[TASK INPUTS]

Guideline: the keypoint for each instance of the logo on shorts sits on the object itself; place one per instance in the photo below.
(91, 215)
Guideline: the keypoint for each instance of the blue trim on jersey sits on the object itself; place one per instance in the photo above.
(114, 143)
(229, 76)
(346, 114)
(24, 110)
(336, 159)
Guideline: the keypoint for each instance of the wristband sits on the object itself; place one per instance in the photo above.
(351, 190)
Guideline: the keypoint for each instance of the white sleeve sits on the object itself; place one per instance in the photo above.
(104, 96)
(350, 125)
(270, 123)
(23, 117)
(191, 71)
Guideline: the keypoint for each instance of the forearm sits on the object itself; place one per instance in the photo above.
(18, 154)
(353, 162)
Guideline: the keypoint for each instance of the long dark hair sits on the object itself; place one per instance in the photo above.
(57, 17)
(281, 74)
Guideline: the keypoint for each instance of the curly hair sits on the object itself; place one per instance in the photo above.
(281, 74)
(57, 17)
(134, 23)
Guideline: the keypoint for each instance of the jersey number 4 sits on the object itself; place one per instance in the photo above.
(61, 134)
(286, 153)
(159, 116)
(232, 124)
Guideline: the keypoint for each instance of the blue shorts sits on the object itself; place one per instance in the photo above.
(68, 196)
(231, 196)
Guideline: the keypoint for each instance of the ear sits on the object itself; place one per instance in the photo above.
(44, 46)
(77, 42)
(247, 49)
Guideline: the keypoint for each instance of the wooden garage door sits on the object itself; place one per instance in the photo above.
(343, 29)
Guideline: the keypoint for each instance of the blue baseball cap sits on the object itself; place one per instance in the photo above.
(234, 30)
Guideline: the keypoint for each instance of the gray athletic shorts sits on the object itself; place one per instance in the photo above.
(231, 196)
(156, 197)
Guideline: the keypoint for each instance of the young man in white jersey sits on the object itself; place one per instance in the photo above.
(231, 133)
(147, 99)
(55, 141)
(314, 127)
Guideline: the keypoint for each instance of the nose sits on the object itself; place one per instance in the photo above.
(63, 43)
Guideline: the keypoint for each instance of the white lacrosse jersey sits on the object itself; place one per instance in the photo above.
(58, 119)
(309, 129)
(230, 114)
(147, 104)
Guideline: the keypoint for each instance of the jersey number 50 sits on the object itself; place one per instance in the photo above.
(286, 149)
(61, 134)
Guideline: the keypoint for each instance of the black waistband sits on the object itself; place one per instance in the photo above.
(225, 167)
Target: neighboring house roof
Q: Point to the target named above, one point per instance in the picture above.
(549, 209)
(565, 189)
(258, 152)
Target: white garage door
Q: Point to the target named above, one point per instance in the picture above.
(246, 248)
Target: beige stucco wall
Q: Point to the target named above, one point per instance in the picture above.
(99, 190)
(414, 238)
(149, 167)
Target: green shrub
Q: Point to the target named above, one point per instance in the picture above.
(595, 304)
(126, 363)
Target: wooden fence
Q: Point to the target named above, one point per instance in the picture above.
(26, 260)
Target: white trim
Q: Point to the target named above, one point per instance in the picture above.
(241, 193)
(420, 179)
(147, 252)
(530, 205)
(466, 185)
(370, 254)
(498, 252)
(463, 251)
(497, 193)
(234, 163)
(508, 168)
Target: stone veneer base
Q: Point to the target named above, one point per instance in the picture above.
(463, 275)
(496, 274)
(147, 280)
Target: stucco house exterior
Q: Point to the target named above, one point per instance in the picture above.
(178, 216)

[/TASK INPUTS]

> [WHAT THE TASK REQUIRES]: Output the lines of the records above exactly as they appear, from the line containing "Target: white trim" through the line containing "Target: stucco house exterior".

> [WRITTEN ANSWER]:
Target: white trim
Q: Point to the target named above, one point per instance in the picture above.
(241, 193)
(420, 179)
(147, 252)
(530, 205)
(466, 185)
(370, 254)
(498, 252)
(463, 251)
(497, 193)
(234, 163)
(508, 168)
Target: stone veneer base
Q: Point to the target named above, one point per instance in the picture above.
(463, 275)
(496, 274)
(147, 280)
Target: stucco house exterior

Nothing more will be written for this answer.